··· Kutipan Teks

Yang menjadi permasalahn disini adalah, ketika
terjadi perselisihan antara para pihak tentu para pihak juga telah mengupayakan
jalan perdamaian melalui jalur mediasi terlebih dahulu tentunya. Kemudian
ketika sarana mediasi diluar persidangan tidak memecahkan masalah, ketika pihak
yang merasa dirugikan mengajukan gugatan ke Pengadilan Negeri untuk menuntut
hak nya yang tidak terpenuhi, bukankah ketika sidang berjalan, sebelum memasuki
pada pemeriksaan pokok perkara Majelis Hakim juga telah mengupayakan agar para
pihak yang berselisih melakukan mediasi terlebih dahulu.
Jika
begitu, apakah prosedur mediasi di dalam persidangan hanyalah formalitas saja,
hal ini penulis nilai hanya akan buang-buang waktu, tenaga dan pikiran saja
karena sebelum gugatan diajukan ke Pengadilan Negeri para pihak juga telah
mengupayakan jalur perdamaian melalui mediasi oleh para pihak di luar
persidangan.

······
··· Data yang Diberikan

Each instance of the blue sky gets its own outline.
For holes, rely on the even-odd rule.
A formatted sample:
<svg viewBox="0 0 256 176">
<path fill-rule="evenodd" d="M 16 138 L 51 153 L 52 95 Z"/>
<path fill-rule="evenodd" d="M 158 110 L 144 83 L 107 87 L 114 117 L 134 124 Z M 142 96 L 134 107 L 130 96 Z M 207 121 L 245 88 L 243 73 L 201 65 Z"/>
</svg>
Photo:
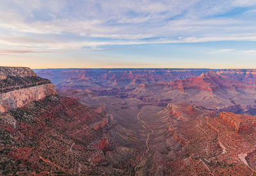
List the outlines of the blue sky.
<svg viewBox="0 0 256 176">
<path fill-rule="evenodd" d="M 255 0 L 0 3 L 0 65 L 256 68 Z"/>
</svg>

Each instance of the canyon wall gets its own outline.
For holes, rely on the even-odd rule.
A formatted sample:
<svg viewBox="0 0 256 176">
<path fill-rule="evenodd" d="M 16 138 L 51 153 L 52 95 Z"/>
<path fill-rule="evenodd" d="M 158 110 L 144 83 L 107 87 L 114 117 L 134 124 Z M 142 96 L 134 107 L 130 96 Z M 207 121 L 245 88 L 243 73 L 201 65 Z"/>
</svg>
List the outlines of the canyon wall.
<svg viewBox="0 0 256 176">
<path fill-rule="evenodd" d="M 0 67 L 0 85 L 2 113 L 57 94 L 50 81 L 39 77 L 29 68 Z"/>
</svg>

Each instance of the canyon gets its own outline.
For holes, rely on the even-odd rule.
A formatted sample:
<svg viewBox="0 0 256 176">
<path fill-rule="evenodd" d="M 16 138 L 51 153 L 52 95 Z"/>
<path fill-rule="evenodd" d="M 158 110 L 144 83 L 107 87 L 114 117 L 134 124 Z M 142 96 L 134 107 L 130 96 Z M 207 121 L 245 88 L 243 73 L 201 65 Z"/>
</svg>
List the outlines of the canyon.
<svg viewBox="0 0 256 176">
<path fill-rule="evenodd" d="M 0 67 L 1 174 L 256 174 L 256 70 L 34 71 Z"/>
</svg>

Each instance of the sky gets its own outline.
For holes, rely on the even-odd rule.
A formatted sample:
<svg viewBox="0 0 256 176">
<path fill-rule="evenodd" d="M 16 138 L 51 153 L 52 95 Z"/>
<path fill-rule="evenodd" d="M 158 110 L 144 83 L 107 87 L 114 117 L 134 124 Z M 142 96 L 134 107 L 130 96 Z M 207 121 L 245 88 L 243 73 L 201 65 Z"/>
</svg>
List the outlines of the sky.
<svg viewBox="0 0 256 176">
<path fill-rule="evenodd" d="M 0 0 L 0 65 L 256 68 L 256 0 Z"/>
</svg>

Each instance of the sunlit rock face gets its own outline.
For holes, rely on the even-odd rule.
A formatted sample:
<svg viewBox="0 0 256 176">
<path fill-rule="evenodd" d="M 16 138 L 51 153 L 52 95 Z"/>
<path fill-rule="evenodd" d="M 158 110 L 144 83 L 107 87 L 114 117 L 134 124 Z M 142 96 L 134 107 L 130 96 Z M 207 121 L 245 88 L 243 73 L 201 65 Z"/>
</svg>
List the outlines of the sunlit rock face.
<svg viewBox="0 0 256 176">
<path fill-rule="evenodd" d="M 0 112 L 56 95 L 50 81 L 37 76 L 29 68 L 0 67 Z"/>
<path fill-rule="evenodd" d="M 255 70 L 40 70 L 58 91 L 19 74 L 20 84 L 1 94 L 0 162 L 8 173 L 0 171 L 254 175 Z"/>
</svg>

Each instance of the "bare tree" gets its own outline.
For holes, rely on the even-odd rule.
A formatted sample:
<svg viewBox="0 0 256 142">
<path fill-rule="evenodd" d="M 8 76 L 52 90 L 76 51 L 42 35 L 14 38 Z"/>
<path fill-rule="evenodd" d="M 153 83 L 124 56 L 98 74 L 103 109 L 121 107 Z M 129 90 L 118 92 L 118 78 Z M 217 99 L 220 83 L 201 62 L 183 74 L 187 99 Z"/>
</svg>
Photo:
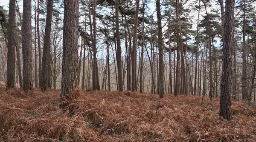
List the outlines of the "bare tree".
<svg viewBox="0 0 256 142">
<path fill-rule="evenodd" d="M 16 12 L 15 0 L 9 3 L 8 19 L 8 43 L 7 43 L 7 70 L 6 88 L 14 88 L 15 84 L 15 33 L 16 33 Z"/>
<path fill-rule="evenodd" d="M 64 0 L 61 99 L 77 85 L 79 8 L 79 0 Z"/>
<path fill-rule="evenodd" d="M 32 90 L 33 88 L 31 10 L 31 0 L 24 0 L 22 33 L 24 90 Z"/>
<path fill-rule="evenodd" d="M 226 14 L 224 27 L 224 41 L 225 48 L 222 58 L 222 74 L 220 116 L 230 120 L 231 119 L 231 78 L 232 72 L 232 54 L 233 50 L 233 26 L 234 26 L 234 0 L 226 0 Z"/>
</svg>

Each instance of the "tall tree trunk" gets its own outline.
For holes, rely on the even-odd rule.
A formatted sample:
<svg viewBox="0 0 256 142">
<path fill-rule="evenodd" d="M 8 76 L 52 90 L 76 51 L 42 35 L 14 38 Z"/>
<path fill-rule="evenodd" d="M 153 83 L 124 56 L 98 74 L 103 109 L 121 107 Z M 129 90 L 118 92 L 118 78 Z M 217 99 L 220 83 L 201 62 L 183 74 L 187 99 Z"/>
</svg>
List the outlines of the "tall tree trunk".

······

**Tujuan 1**
Dalam teks tentang mediasi, ke pengadilan mana pihak yang merasa dirugikan mengajukan gugatan?
**Tujuan 2**
Sunting bagian teks tentang mediasi antara "Yang menjadi permasalahn" dan "mediasi terlebih dahulu.", termasuk keduanya, dengan mengganti "Majelis Hakim" menjadi "Hakim Tunggal".
**Tujuan 3**
Menurut teks tentang mediasi, apa saja yang dinilai penulis akan terbuang percuma karena prosedur mediasi di dalam persidangan? Sebutkan semuanya.

**Contoh Jawaban 1**
Pengadilan Negeri.

**Contoh Jawaban 2**
Yang menjadi permasalahn disini adalah, ketika
terjadi perselisihan antara para pihak tentu para pihak juga telah mengupayakan
jalan perdamaian melalui jalur mediasi terlebih dahulu tentunya. Kemudian
ketika sarana mediasi diluar persidangan tidak memecahkan masalah, ketika pihak
yang merasa dirugikan mengajukan gugatan ke Pengadilan Negeri untuk menuntut
hak nya yang tidak terpenuhi, bukankah ketika sidang berjalan, sebelum memasuki
pada pemeriksaan pokok perkara Hakim Tunggal juga telah mengupayakan agar para
pihak yang berselisih melakukan mediasi terlebih dahulu.

**Contoh Jawaban 3**
Waktu, tenaga, dan pikiran.